* [PASSAGE SHOWN]
>>>
Wow, I had no idea. I was a longtime PIA user, guess its time to switch again. My only issue with Mullvad is netflix blocks them (potential irony there).
No, that isn't what membership implies. It is a cooperation and data sharing agreement, it doesn't unify countries intelligence agencies across borders.
For example GE makes engines for Boeing airplanes. They may have a cooperative agreement and mutual non-disclosure agreements that allow engineers and designers to share engine attachment and airframe details freely, but that doesn't mean GE employees have access to information on the radio headsets.
I don't know why you'd give an Israeli tech firm the benefit of the doubt. The country's tech industry is literally surveillance. Kape is not just "possibly" a surveillance operation, it 100% definitely is.
I closed my account with PIA right after the sellout was announced.
I received several emails with form letters about Kape actually being really dedicated to privacy and you can totally trust them buying PIA. Made me think that they took a noticeable hit.
"Mullvad's vision is to make censorship and mass surveillance impractical."
I'm pretty convinced that the only way to do this is through enforceable legal restrictions, not through technology. This is because those with deep pockets (nation-states and multinational corporations) will always have the technological edge over any average user.
In addition, any operating business has to operate under the laws of the host country, see what happened with Lavabits and its refusal to hand over email encryption keys in 2013:
"The court ordered Levison to be fined $5,000 a day beginning 6 August until he handed over electronic copies of the keys. Two days later Levison handed over the keys hours after he shuttered Lavabit."
The only way to stop nation-states and multinationals from spying on everyone and everything is to make it illegal for them to do so, and to enforce those laws with meaningful punishments.
Part of a problem is that people with legislation-changing privileges are on the other side of the conflict.
If privacy-seeking people don't have a practical leverage for a negotiation, they can't sustain the legislation and enforcement tilted in their favour.
<<<
* [PROVIDED DATA]
>>>
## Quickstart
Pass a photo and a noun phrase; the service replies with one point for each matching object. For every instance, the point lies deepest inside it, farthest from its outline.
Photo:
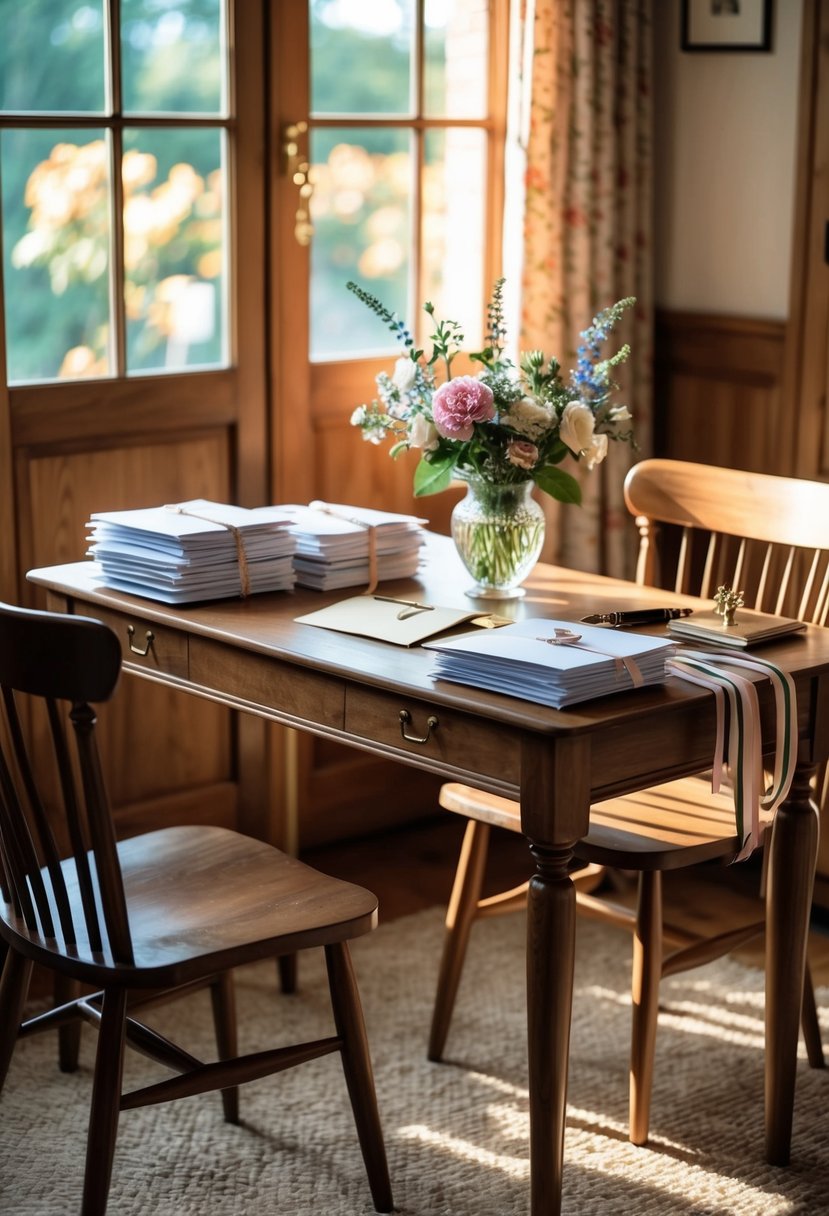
<<<
* [REQUIRED WORK]
a) In the comment thread on VPN providers and surveillance, why does one commenter believe technology alone cannot make mass surveillance impractical? Answer in one to three sentences.
b) Write what comes next in the comment thread on VPN providers and surveillance, picking up after its final comment.

* [WRITTEN ANSWERS]
a) Nation-states and multinational corporations have deep pockets and will always hold the technological edge over any average user. For that reason, the commenter holds that only enforceable legal restrictions can do the job.

b)
For example, the USSR was meant to be a very liberal and democratic state. At the very beginning, soldiers elected their officers! How long ago have you voted for your favorite manager to manage you at work? But given the "network effects" of the armed and aggressive party organization, the power was quickly centralized and pretty soon lowly individuals' needs and lives were worth nothing.
The USSR was never meant to be a very liberal and democratic state.
For one example, Soviets forcibly disbanded the (democratically elected) Constituent Assembly after 13 hours of operation, because they didn't get the majority in it, and couldn't influence its decision - and this happened several years before the USSR was even formed.
For another example, the very first Soviet constitution (of 1918; again, before USSR was even a thing!) allocated voting power as follows:
"The All-Russian Congress of Soviets is composed of representatives of urban soviets (one delegate for 25,000 voters), and of representatives of the provincial (gubernia) congresses of soviets (one delegate for 125,000 inhabitants)."
That is, one urban vote counted for 5 rural votes. Most rural votes (and thus votes in general, back then) were those of peasants, who tended to vote for parties such as SR. Urban votes, on the other hand, were mostly factory workers, who tended to support Bolsheviks.
Furthermore, the same constitution outright banned several groups of people from voting:
"(a) Persons who employ hired labor in order to obtain form it an increase in profits;
(b) Persons who have an income without doing any work, such as interest from capital, receipts from property, etc.;
(c) Private merchants, trade and commercial brokers;
(d) Monks and clergy of all denominations;"
As for liberal, one of the first Bolshevik decrees was the "decree on the press", which specifically stated that "bourgeois press" is not subject to freedom of speech. Or we could talk about how the Constitutional Democrat party was banned outright a few weeks later, and its members subject to arrest.
Many countries around the world have functioning liberal democracies; it's arguably the most overwhelming political success in history - when has a form of government swept the world with such success?
Many countries protect privacy; the EU is off to a good start on that. Yours can too if you make it happen.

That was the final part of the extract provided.